#### Your instructions
Transcribe the records exactly. Pictures do not belong in the transcription.

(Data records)

Begin

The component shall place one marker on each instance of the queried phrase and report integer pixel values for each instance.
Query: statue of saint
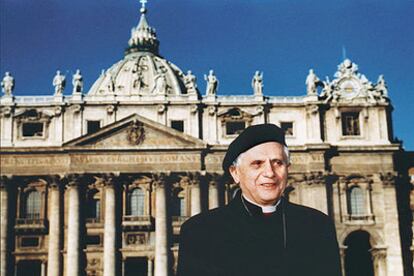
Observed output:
(212, 83)
(7, 84)
(311, 83)
(257, 83)
(381, 86)
(111, 83)
(59, 82)
(160, 82)
(190, 82)
(77, 82)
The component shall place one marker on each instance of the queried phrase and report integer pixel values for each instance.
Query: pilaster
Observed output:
(161, 234)
(73, 245)
(54, 257)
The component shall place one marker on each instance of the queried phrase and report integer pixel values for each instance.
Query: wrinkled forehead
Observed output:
(268, 150)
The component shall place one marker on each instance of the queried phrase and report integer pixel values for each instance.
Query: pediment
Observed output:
(137, 132)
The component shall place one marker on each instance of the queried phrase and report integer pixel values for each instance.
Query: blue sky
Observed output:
(284, 39)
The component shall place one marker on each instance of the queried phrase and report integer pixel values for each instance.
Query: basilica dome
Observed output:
(143, 71)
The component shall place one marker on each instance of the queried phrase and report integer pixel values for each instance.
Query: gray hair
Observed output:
(237, 161)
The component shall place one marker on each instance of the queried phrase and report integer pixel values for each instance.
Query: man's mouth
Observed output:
(268, 185)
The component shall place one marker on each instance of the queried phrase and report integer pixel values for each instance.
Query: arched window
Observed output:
(33, 205)
(356, 206)
(136, 202)
(179, 204)
(183, 204)
(93, 205)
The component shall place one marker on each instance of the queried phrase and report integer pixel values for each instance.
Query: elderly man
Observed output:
(259, 232)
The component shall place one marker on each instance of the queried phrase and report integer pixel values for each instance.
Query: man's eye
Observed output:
(278, 162)
(257, 163)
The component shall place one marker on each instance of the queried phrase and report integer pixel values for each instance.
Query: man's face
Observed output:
(262, 173)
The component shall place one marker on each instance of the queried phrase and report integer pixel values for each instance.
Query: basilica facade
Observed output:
(99, 182)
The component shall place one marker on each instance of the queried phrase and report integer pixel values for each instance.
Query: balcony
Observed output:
(178, 220)
(31, 225)
(359, 219)
(137, 222)
(93, 223)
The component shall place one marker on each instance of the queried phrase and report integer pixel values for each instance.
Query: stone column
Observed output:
(150, 265)
(43, 268)
(4, 216)
(342, 250)
(391, 230)
(54, 258)
(73, 246)
(213, 195)
(195, 198)
(379, 256)
(110, 230)
(161, 239)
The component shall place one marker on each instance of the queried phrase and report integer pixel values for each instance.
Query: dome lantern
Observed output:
(143, 37)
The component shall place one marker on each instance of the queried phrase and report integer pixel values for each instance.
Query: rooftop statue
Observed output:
(59, 82)
(212, 83)
(160, 82)
(190, 82)
(77, 82)
(381, 86)
(7, 84)
(257, 83)
(346, 69)
(311, 83)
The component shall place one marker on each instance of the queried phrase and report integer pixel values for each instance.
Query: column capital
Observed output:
(159, 179)
(5, 181)
(107, 179)
(74, 179)
(379, 253)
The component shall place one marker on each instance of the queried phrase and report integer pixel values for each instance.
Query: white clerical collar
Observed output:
(265, 209)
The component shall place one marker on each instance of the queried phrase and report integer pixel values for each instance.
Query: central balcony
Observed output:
(137, 222)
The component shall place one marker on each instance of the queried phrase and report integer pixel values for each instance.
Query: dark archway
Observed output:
(29, 268)
(358, 258)
(136, 266)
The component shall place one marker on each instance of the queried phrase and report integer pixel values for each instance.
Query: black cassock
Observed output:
(238, 240)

End

#### Output
The component shall place one marker on each instance of the queried phrase and report integer pixel values for each instance.
Query: statue of saint
Observed output:
(212, 83)
(7, 84)
(311, 83)
(257, 83)
(381, 86)
(111, 83)
(59, 82)
(160, 82)
(190, 82)
(77, 82)
The component shall place one marker on each instance of the queried phrase and report integer pixel values for each instance.
Query: pilaster
Observed output:
(161, 234)
(73, 245)
(54, 257)
The component shall place one marker on each instance of the queried phrase and report integer pixel values for each instance.
Query: wrinkled forehead
Observed output:
(268, 150)
The component shall place one marker on each instance of the queried phrase and report integer pixel values for each instance.
Query: pediment
Observed output:
(137, 132)
The component shall place one marker on each instance of the queried phrase and report integer pixel values for each instance.
Query: blue sky
Observed output:
(284, 39)
The component shall place one marker on each instance of the queried phrase and report integer pixel values for each instance.
Query: basilica dome
Observed output:
(143, 71)
The component shall place one marker on each instance of the queried phrase and report integer pixel values for each instance.
Query: gray hair
Observed output:
(237, 161)
The component shall place one marker on each instance of the queried phrase and report integer pixel values for each instance.
Query: man's mouth
Observed output:
(268, 185)
The component shall place one marker on each instance of the queried phrase and report integer pixel values for each instance.
Query: arched window
Observed output:
(33, 205)
(356, 206)
(136, 202)
(179, 204)
(183, 204)
(93, 205)
The component shall place one marker on each instance of the queried phrase and report integer pixel values for each instance.
Query: elderly man
Observed output:
(259, 232)
The component shall place one marker on each instance of the queried phrase and report integer pixel values for each instance.
Query: man's eye
Observed output:
(278, 162)
(257, 163)
The component shall place one marker on each instance of the queried phrase and report integer pixel values for each instance.
Query: man's face
Observed output:
(262, 173)
The component shall place one marker on each instance of the queried phrase and report integer pixel values for each instance.
Query: basilica facade
Observed output:
(99, 182)
The component shall place one marker on each instance of the queried phrase and report integer pixel values for each instance.
Query: balcony
Observed output:
(178, 220)
(31, 225)
(359, 219)
(137, 222)
(93, 223)
The component shall place one marker on each instance of the queried phrase and report integer pixel values for each instance.
Query: stone column
Observed output:
(150, 265)
(43, 268)
(4, 216)
(342, 250)
(391, 230)
(54, 258)
(73, 246)
(213, 195)
(195, 198)
(379, 256)
(110, 230)
(161, 239)
The component shall place one marker on each instance of the queried phrase and report integer pixel values for each instance.
Query: dome lantern
Observed output:
(143, 37)
The component shall place one marker on each instance of the queried phrase and report integer pixel values for each instance.
Query: rooftop statue
Observed output:
(59, 82)
(212, 83)
(160, 82)
(190, 82)
(77, 82)
(381, 86)
(7, 84)
(257, 83)
(346, 69)
(311, 83)
The component shall place one marker on each instance of the queried phrase and report integer pixel values for each instance.
Query: column capital
Observed output:
(159, 179)
(5, 181)
(107, 179)
(74, 179)
(379, 253)
The component shall place one marker on each instance of the queried phrase and report integer pixel values for each instance.
Query: white clerical collar
Observed output:
(265, 209)
The component shall place one marker on each instance of the queried phrase and report integer pixel values for each instance.
Query: central balcony
Observed output:
(137, 222)
The component shall place one marker on each instance of the queried phrase and report integer pixel values for each instance.
Query: dark archway
Observed output:
(29, 268)
(358, 258)
(136, 266)
The component shall place one marker on each instance of the queried phrase and report integer pixel values for each instance.
Query: black cassock
Observed output:
(238, 240)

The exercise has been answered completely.